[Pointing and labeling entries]

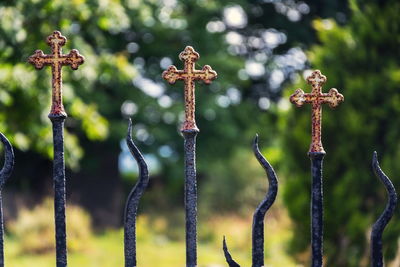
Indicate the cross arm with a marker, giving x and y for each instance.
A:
(207, 74)
(73, 58)
(299, 98)
(39, 59)
(172, 74)
(333, 98)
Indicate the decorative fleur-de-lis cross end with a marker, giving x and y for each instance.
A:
(189, 75)
(333, 98)
(56, 60)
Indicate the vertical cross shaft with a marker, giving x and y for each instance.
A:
(189, 75)
(316, 154)
(189, 130)
(57, 116)
(56, 60)
(316, 98)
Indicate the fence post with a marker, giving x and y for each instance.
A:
(57, 116)
(189, 130)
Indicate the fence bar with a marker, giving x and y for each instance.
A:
(5, 173)
(57, 116)
(386, 216)
(133, 202)
(316, 207)
(189, 131)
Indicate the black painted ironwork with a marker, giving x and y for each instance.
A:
(190, 196)
(57, 116)
(316, 208)
(259, 214)
(5, 173)
(189, 131)
(133, 201)
(59, 188)
(386, 216)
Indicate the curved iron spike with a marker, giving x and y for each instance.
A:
(5, 173)
(380, 224)
(259, 214)
(8, 165)
(228, 256)
(133, 202)
(263, 207)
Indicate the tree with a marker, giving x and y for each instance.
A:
(361, 59)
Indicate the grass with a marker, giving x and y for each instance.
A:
(160, 243)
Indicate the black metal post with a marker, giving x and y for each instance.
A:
(133, 202)
(59, 188)
(5, 173)
(380, 224)
(190, 196)
(316, 208)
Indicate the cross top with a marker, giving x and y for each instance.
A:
(56, 60)
(333, 98)
(189, 74)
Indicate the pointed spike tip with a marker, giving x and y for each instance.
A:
(255, 143)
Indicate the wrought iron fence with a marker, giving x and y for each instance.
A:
(189, 75)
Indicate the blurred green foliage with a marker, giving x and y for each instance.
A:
(362, 60)
(127, 45)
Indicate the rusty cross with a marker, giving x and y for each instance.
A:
(189, 75)
(56, 60)
(333, 98)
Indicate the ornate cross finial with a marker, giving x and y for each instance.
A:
(56, 60)
(189, 74)
(316, 98)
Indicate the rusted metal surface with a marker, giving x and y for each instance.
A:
(386, 216)
(259, 214)
(5, 173)
(189, 75)
(56, 60)
(57, 116)
(316, 98)
(132, 202)
(316, 153)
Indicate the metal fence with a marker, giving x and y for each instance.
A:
(189, 75)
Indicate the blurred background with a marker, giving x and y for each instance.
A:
(262, 50)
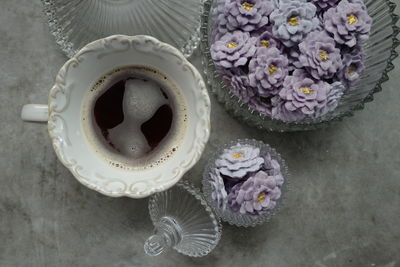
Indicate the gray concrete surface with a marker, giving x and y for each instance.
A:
(343, 210)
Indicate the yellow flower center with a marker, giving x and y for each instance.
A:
(238, 155)
(307, 90)
(323, 55)
(351, 71)
(261, 197)
(248, 6)
(294, 21)
(352, 19)
(272, 69)
(265, 100)
(231, 45)
(264, 43)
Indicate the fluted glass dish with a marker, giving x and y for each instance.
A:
(184, 221)
(74, 23)
(380, 52)
(236, 218)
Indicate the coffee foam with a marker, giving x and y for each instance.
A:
(168, 146)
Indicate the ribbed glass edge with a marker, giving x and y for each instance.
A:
(234, 218)
(185, 185)
(67, 47)
(210, 74)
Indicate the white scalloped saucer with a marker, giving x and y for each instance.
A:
(65, 111)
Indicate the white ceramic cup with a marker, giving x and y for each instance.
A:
(64, 112)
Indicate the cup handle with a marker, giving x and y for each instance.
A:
(35, 112)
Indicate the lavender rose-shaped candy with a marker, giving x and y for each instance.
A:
(239, 160)
(353, 66)
(256, 195)
(246, 15)
(293, 20)
(348, 22)
(319, 55)
(233, 49)
(267, 70)
(303, 94)
(266, 39)
(261, 104)
(332, 100)
(240, 87)
(324, 4)
(219, 193)
(271, 166)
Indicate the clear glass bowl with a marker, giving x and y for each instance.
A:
(74, 23)
(184, 221)
(235, 218)
(380, 52)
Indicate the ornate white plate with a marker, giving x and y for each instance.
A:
(65, 113)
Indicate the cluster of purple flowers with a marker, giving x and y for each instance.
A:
(290, 59)
(246, 180)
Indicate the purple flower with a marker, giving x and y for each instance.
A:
(267, 40)
(267, 70)
(219, 20)
(280, 112)
(302, 94)
(293, 20)
(271, 166)
(219, 193)
(241, 88)
(319, 55)
(233, 49)
(246, 15)
(353, 66)
(239, 160)
(261, 104)
(256, 195)
(324, 4)
(335, 94)
(348, 22)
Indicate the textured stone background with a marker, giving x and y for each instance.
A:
(343, 210)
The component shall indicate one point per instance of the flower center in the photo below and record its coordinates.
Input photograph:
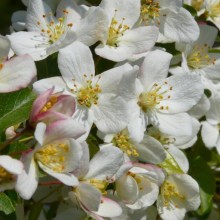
(101, 185)
(49, 104)
(89, 94)
(170, 192)
(197, 4)
(152, 98)
(5, 176)
(55, 29)
(137, 178)
(116, 30)
(53, 156)
(199, 57)
(214, 10)
(123, 141)
(150, 11)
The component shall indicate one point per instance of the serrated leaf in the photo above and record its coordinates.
(15, 107)
(202, 173)
(170, 165)
(5, 204)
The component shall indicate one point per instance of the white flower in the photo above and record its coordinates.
(96, 96)
(197, 59)
(47, 34)
(56, 153)
(122, 39)
(94, 177)
(168, 15)
(210, 127)
(9, 170)
(161, 101)
(179, 194)
(15, 73)
(139, 187)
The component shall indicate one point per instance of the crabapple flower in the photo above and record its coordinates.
(94, 176)
(168, 15)
(57, 153)
(15, 73)
(210, 127)
(96, 96)
(196, 58)
(139, 187)
(9, 170)
(179, 194)
(49, 107)
(47, 34)
(122, 38)
(159, 100)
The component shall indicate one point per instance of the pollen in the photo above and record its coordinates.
(55, 29)
(122, 141)
(152, 98)
(116, 30)
(49, 104)
(53, 156)
(89, 94)
(150, 11)
(170, 193)
(5, 176)
(199, 57)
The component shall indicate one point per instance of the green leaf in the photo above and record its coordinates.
(170, 165)
(202, 173)
(6, 204)
(15, 107)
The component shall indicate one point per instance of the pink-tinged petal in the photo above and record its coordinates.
(17, 73)
(105, 163)
(39, 103)
(11, 165)
(66, 178)
(84, 194)
(27, 181)
(72, 64)
(109, 208)
(39, 133)
(150, 71)
(63, 129)
(127, 189)
(4, 47)
(31, 43)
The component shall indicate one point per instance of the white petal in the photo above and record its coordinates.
(210, 134)
(105, 163)
(150, 150)
(11, 165)
(71, 61)
(128, 9)
(175, 124)
(187, 32)
(127, 189)
(31, 43)
(17, 73)
(152, 71)
(109, 208)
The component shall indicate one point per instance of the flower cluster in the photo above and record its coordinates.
(115, 134)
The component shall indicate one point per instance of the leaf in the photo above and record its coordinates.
(6, 204)
(202, 173)
(170, 165)
(15, 107)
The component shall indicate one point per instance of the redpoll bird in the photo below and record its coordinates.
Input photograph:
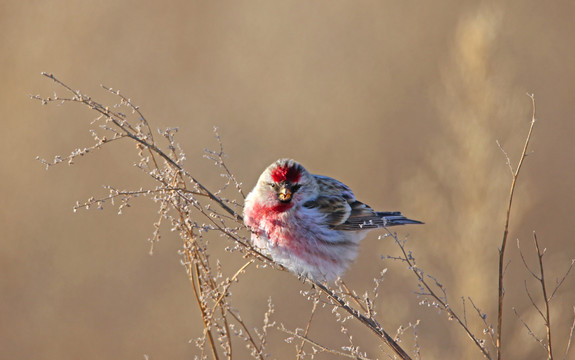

▶ [Stated task] Gather every line of the rows above that contains the word "cluster", and copy each one in full.

▶ [The response]
Indicate the cluster of purple flowers with a marker, giving x and y for each instance.
The component shall indicate one point per instance of the flower cluster in the photo above and record its coordinates.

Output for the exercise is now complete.